### Stored records
┌──

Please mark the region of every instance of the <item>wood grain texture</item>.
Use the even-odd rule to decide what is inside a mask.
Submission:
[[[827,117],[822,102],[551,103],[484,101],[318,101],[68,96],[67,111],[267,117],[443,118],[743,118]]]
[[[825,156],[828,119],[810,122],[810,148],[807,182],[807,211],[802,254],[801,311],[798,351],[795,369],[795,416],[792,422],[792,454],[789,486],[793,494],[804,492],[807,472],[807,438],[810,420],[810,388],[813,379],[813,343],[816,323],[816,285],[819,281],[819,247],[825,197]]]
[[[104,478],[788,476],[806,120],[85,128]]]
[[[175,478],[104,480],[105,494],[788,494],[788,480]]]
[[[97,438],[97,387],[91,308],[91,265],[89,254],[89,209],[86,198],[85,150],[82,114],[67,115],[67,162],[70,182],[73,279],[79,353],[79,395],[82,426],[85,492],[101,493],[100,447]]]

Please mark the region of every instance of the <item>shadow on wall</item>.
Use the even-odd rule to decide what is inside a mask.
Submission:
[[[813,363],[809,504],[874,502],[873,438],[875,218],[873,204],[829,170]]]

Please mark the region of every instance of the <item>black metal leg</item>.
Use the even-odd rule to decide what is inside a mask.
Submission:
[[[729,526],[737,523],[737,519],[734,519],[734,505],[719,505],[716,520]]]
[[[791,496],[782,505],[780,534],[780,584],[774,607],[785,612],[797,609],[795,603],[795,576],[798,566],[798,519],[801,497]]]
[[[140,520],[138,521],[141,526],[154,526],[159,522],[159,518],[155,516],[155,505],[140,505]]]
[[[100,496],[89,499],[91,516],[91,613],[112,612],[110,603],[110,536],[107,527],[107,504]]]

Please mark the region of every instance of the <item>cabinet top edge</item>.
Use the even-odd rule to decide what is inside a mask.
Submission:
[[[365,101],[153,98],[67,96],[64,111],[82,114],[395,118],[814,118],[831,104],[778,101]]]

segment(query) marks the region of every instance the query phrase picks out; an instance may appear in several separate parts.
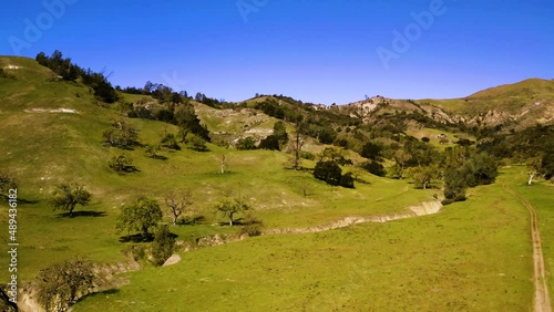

└──

### Written task
Arrange every line of the data above as a Markdown table with the columns No. and Line, numbering the rows and skipping blank lines. Leave the pictures out of the table.

### Worked solution
| No. | Line |
|---|---|
| 1 | Please mark the region of every instance of the <item>wood grain texture</item>. |
| 2 | Use the even-odd rule to decide what is inside a mask. |
| 3 | Submission: |
| 4 | [[[827,117],[822,102],[551,103],[484,101],[318,101],[68,96],[67,111],[267,117],[443,118],[743,118]]] |
| 5 | [[[825,156],[828,119],[810,122],[810,148],[807,182],[807,211],[802,254],[801,311],[798,351],[795,369],[795,416],[792,422],[792,454],[789,486],[793,494],[804,492],[807,472],[807,438],[810,420],[810,388],[813,379],[813,343],[816,323],[816,285],[819,281],[819,247],[825,197]]] |
| 6 | [[[104,478],[788,476],[806,120],[85,128]]] |
| 7 | [[[175,478],[104,480],[105,494],[788,494],[788,480]]] |
| 8 | [[[97,438],[97,387],[91,308],[91,265],[89,254],[89,209],[86,198],[85,150],[82,114],[67,115],[67,162],[70,182],[73,279],[79,353],[79,395],[82,426],[85,492],[101,493],[100,447]]] |
| 9 | Please mark the region of every instance of the <item>shadow on wall</item>. |
| 10 | Use the even-odd rule to decide what is inside a mask. |
| 11 | Submission: |
| 12 | [[[813,363],[809,504],[874,502],[873,438],[875,218],[873,204],[829,170]]] |
| 13 | Please mark the region of every instance of the <item>black metal leg</item>. |
| 14 | Use the even-odd rule to decide what is inside a mask. |
| 15 | Submission: |
| 16 | [[[729,526],[737,523],[737,519],[734,519],[734,505],[719,505],[716,520]]] |
| 17 | [[[791,496],[782,505],[780,534],[780,584],[774,607],[785,612],[797,609],[795,603],[795,576],[798,566],[798,519],[801,497]]] |
| 18 | [[[140,520],[138,521],[141,526],[154,526],[159,522],[159,518],[155,516],[155,505],[140,505]]] |
| 19 | [[[100,496],[89,499],[91,516],[91,613],[112,612],[110,603],[110,536],[107,527],[107,504]]] |
| 20 | Please mark the region of every instance of the <item>cabinet top edge</item>. |
| 21 | Use the even-odd rule to decide what is inside a mask. |
| 22 | Submission: |
| 23 | [[[365,101],[153,98],[67,96],[64,111],[82,114],[395,118],[814,118],[831,104],[778,101]]] |
| 24 | segment(query) marks the region of every instance the query phrase picks out; an instance may appear in several separate parts. |